* Provided text:
Leo tore open his front door and shouted at the trespassers, who were triply indistinct because he couldn’t find his spectacles, was hungover and the screen door pixelated everything.
“Who in Satan’s name are you? What are doing on my porch?”
Two figures, both slender and petite. Women?
“Mister, please, you gotta let us in. We ran out of gas.”
Leo wasn’t falling for that. Nine months previously, Mrs Gantry, who ran the pet store in town, was robbed at knifepoint after she took pity on a drifter with an empty guitar case that he filled with all her valuables (precious little, as it happened, so he took her head too).
“I have a loaded shotgun and I don’t see well enough to wing you!” he replied.
Leo heard a vehicle approaching along the dirt track that led up from the highway. Given his deliberately remote location, Leo knew the second car was unlikely to betoken anything good.
“Round the back so I can get a look at you”, Leo ordered, grabbing the shotgun he kept by the door, which hadn’t fired properly for several years.
The mystery couple raced around the building as the approaching car skidded to a halt. Leo squinted through the back-door spyhole and saw two dishevelled women, one with bright blue hair, the other sporting a nose ring and a fierce expression. They looked like bad news but the sudden rap upon the front door sounded worse. The dark-haired woman, who looked half Native American, was cradling something in her arms. A baby? Might be a scam, thought Leo, a doll swaddled to elicit sympathy.

* What to work on:
**a.** In the story about Leo, what did the drifter who robbed Mrs Gantry have with him?
**b.** Carry on the story about Leo from its last sentence.
The material after the story about Leo comes from an unrelated source.

* Dataset extract:
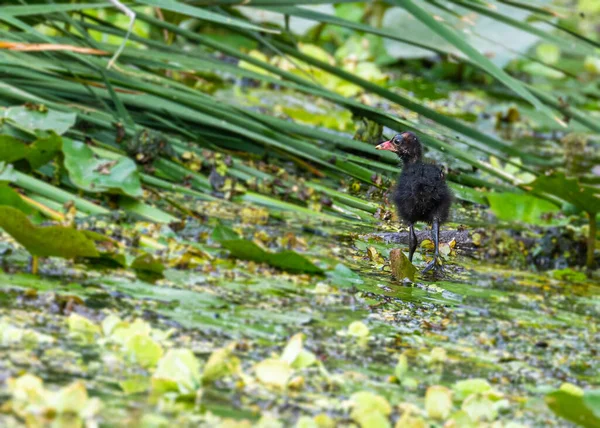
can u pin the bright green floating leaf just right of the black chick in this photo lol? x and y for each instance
(525, 208)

* Answers to this exercise:
**a.** An empty guitar case.

**b.**
“Please, we need somewhere to hide. The Feds want to take my baby.”
Leo shuttled through a series of assumptions and counter-assumptions. He was fiercely anti-establishment, plus the woman’s story was so peculiar it might just be true.
“FBI! Let us in.” The tone and mandatory warning were familiar. Leo had just seconds to act. He opened the back door on its chain. The women were scarcely in their twenties, desperate and afraid.
“Lean-to out back. Take a couple of jars, fill your tank. Now run!”
The door burst in behind Leo as he heard the fugitives race away.
Running Coyote made it to the sheds first, with the baby held firmly to her chest. Melanie limped behind her, wondering how her day had gone so horribly wrong. A social worker who’d undertaken a routine evening call to visit single mum Coyote, she’d taken one look at the baby and had known that the hysterical story the Native American had told her might just be true. They’d driven through the night before the Feds had caught up with them.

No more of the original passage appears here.